Beste jongeren van de vijftiende Wereldjongerendagen ! Deze woorden van Petrus in de samenspraak met Christus aan het einde van het onderricht over het "brood des levens", raken ons persoonlijk. In deze dagen hebben wij gemediteerd over het woord van Johannes: "Het Woord is vlees geworden en heeft onder ons gewoond" (Joh 1,14). De evangelist heeft ons gebracht tot het grote mysterie van de menswording van Gods Zoon, de Zoon die aan ons werd geschonken door Maria "in de volheid van de tijd" (Gal 4,4).

In zijn naam groet ik jullie met grote genegenheid. Ik begroet en dank kardinaal Camillo Ruini, mijn vicaris-generaal voor het bisdom Rome en voorzitter van de Italiaanse bisschoppenconferentie, voor de woorden die hij aan het begin van deze heilige Mis tot mij heeft gericht; ik groet ook kardinaal James Francis Stafford, president van de Pauselijke Raad voor de Leken, en de talrijke kardinalen, bisschoppen en priesters die hier bijeen zijn; ik groet bovendien met erkentelijk respect de president van de republiek en het hoofd van de Italiaanse regering, evenals alle andere burgerlijke en religieuze autoriteiten die ons met hun aanwezigheid eren.

2. Wij zijn gekomen aan het hoogtepunt van de Wereldjongerendagen. Gisteravond, beste jongeren, hebben wij ons geloof bevestigd in Jezus Christus, de Zoon van God die de Vader heeft gezonden, zoals de eerste lezing van vandaag ons eraan heeft herinnerd, "om aan armen het blijde nieuws te brengen, om te verbinden wier hart gebroken is, om aan de gevangenen vrijlating te melden, en aan de geboeiden de terugkeer naar het licht ... om alle treurenden te troosten" (Js 61,1-3).

========

OPGAVE 1.
Hoe luidt de zin "Wij zijn gekomen aan het hoogtepunt van de Wereldjongerendagen." uit de toespraak tot de jongeren in het Engels?
OPGAVE 2.
Geef het vervolg van de toespraak tot de jongeren van de Wereldjongerendagen, te beginnen na de laatste zin.

AANGELEVERDE GEGEVENS.
========

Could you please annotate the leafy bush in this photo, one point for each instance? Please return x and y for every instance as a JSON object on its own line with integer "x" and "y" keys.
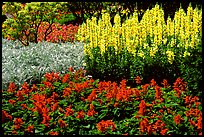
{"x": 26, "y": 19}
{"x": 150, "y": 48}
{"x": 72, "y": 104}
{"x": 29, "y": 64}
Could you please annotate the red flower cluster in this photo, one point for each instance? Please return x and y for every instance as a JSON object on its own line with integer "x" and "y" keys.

========

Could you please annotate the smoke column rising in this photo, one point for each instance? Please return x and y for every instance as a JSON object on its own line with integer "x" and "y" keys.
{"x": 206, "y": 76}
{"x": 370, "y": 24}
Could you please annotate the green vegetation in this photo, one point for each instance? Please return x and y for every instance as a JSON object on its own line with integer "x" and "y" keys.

========

UITVOER 1.
We have reached the high point of World Youth Day.

UITVOER 2.
In de Eucharistieviering van vandaag leidt Jezus ons binnen in de kennis van een bijzonder aspect van Zijn mysterie. In het evangelie hebben wij een gedeelte beluisterd van de toespraak die Hij in de synagoge van Kafarnaum gehouden heeft, na de wonderbare broodvermenigvuldiging. Hierin openbaart Hij zich als het ware brood des levens, het brood dat uit de hemel is neergedaald om het leven aan de wereld te geven (vgl. Joh 6,51). Het is een toespraak die de toehoorders niet begrijpen. Het perspectief van waaruit zij denken is te materialistisch om de ware bedoeling van Christus te kunnen vatten. Zij redeneren vanuit het gezichtspunt van het vlees, dat "van geen nut is" (Joh 6,63). Jezus daarentegen opent de onbegrenste vergezichten van de geest: "De woorden die Ik tot u gesproken heb, zijn geest en leven" (ibidem).

Maar de toehoorders zijn er ongevoelig voor: "Deze taal stuit iemand tegen de borst. Wie kan daar naar luisteren ?" (Joh 6,60). Zij denken verstandige mensen te zijn, die met beide benen op de grond staan. Daarom schudden zij hun hoofd, en mopperend gaan zij de één na de ander weg. De menigte van het begin wordt geleidelijk aan kleiner. Tenslotte blijft alleen het uitgedunde groepje van de meest trouwe leerlingen over. Jezus is echter niet bereid omtoe te geven over het "brood des levens". Hij is veeleer klaar om ook de scheiding van de meest verrouwde leerlingen onder ogen te zien: "Wilt ook gij soms weggaan ?" (Joh 6,67).

3. "Ook gij ?" Deze vraag van Christus springt over de eeuwen heen en bereikt ons, zij bevraagt ons persoonlijk en nodigt uit tot een beslissing. Wat is ons antwoord ? Beste jongeren, als wij vandaag hier zijn, is dat omdat wij ons herkennen in de woorden van de apostel Petrus: " Heer, naar wie zouden wij gaan ? Uw woorden zijn woorden van eeuwig leven" (Joh 6,68).

Er weerklinken talloze woorden rond jullie, maar alleen Christus heeft woorden die de tand des tijds weerstaan en blijven tot in eeuwigheid. Jullie huidige levensfase legt jullie enige beslissende keuzes op: de specialisatie in de studie, het zich orienteren met betrekking tot het werk, en de wijze waarop men zich kan inzetten in de maatschappij en in de Kerk. Het is belangrijk om er zich rekenschap van te geven dat tussen de vragen die in jullie geest aan de oppervlakte komen, de beslissende vragen niet het "wat" betreffen. De diepste vraag betreft het "wie": naar "wie" te gaan, "wie" te volgen, aan "wie" zijn of haar leven toe te vertrouwen.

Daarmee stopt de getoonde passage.